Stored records
-- begin --

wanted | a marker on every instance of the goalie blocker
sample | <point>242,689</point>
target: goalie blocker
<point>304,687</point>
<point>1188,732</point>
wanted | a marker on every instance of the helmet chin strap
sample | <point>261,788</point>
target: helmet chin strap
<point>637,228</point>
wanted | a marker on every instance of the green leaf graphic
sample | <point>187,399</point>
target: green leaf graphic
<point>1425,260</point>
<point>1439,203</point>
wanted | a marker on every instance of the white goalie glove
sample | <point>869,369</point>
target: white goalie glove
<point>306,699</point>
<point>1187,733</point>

-- end --

Transcribe each entry precisely, missing none.

wanted | a marker on every instance of the goalie blocker
sample | <point>242,689</point>
target: goalie blocker
<point>304,687</point>
<point>1188,732</point>
wanted | a marker on every instance of the helmet chin strap
sample | <point>261,788</point>
target: helmet chin strap
<point>637,228</point>
wanted | a marker on every instance of the green leaf graphic
sample | <point>187,399</point>
target: green leaf graphic
<point>1425,260</point>
<point>1439,203</point>
wanted | a marker on every instance of the white goalie glove
sample | <point>869,369</point>
target: white goalie glove
<point>306,699</point>
<point>1187,733</point>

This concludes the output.